DATA FOR PROCESSING:
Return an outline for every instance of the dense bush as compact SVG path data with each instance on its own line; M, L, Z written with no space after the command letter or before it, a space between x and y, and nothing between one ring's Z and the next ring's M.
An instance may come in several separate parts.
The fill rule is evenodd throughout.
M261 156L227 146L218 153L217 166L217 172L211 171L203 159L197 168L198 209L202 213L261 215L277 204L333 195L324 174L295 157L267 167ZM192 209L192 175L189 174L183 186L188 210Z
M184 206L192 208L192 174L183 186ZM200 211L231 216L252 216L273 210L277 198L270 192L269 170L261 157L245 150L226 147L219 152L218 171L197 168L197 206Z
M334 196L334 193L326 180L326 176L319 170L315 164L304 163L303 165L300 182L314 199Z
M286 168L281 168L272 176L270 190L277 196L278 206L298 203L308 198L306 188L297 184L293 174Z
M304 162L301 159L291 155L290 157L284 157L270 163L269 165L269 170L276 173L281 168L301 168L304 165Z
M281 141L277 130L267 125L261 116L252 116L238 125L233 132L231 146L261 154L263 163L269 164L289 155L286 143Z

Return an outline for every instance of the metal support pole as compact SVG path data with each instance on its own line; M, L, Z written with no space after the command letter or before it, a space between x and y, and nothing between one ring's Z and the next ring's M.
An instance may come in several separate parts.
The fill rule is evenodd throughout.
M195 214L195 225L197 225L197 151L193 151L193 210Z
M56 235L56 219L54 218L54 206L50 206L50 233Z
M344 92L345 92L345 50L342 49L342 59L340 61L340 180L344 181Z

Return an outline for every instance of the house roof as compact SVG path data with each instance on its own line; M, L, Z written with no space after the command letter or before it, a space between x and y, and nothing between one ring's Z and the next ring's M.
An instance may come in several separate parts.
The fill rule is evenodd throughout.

WHAT THE TASK ASKS:
Please reproduce every line of the records above word for word, with the same spacing and punctuation.

FINISHED ANSWER:
Return an outline for every instance of the dense bush as compact SVG path data with each instance on its own line; M, L, Z written with no space after the command letter or before it, a space between x and y, and nothing between one ring's Z and the next ring's M.
An instance may come in several separate parts.
The fill rule is evenodd throughout.
M261 156L227 146L218 153L217 166L217 172L211 171L203 159L197 168L198 209L202 213L261 215L277 204L333 195L324 174L295 157L267 167ZM192 209L192 175L189 174L183 186L188 210Z
M184 206L192 208L192 174L183 186ZM200 211L231 216L252 216L273 210L277 198L270 192L269 170L261 157L245 150L226 147L219 152L218 171L197 168L197 206Z
M334 196L334 193L326 180L326 176L319 170L315 164L304 163L303 165L300 182L314 199Z
M286 168L281 168L272 176L270 190L277 196L278 206L298 203L308 198L306 188L297 184L293 174Z
M304 162L301 159L291 155L290 157L284 157L270 163L269 165L269 170L276 173L281 168L301 168L304 165Z
M281 141L277 130L267 125L261 116L252 116L238 125L233 132L231 146L261 154L263 163L269 164L289 155L286 143Z

Return an outline for every instance of the metal support pole as compact SVG path data with each instance on its own line; M, L, Z written with no space after the command letter or before it, a space between x and y, and nothing between one ring's Z and the next ring's M.
An instance may come in several separate parts.
The fill rule is evenodd throughout.
M195 214L195 225L197 225L197 151L193 151L193 210Z
M56 235L56 219L54 218L54 206L50 206L50 233Z
M344 92L345 92L345 50L342 49L342 59L340 61L340 180L344 181Z

Return an outline for every instance of the house roof as compact SVG path data with each instance on its own line; M, L, Z written with no space after the command letter or before it, a space between x and y, and nothing between one ring's Z and the next ring's M.
An instance may come in several separate parts.
The fill rule is evenodd throughout.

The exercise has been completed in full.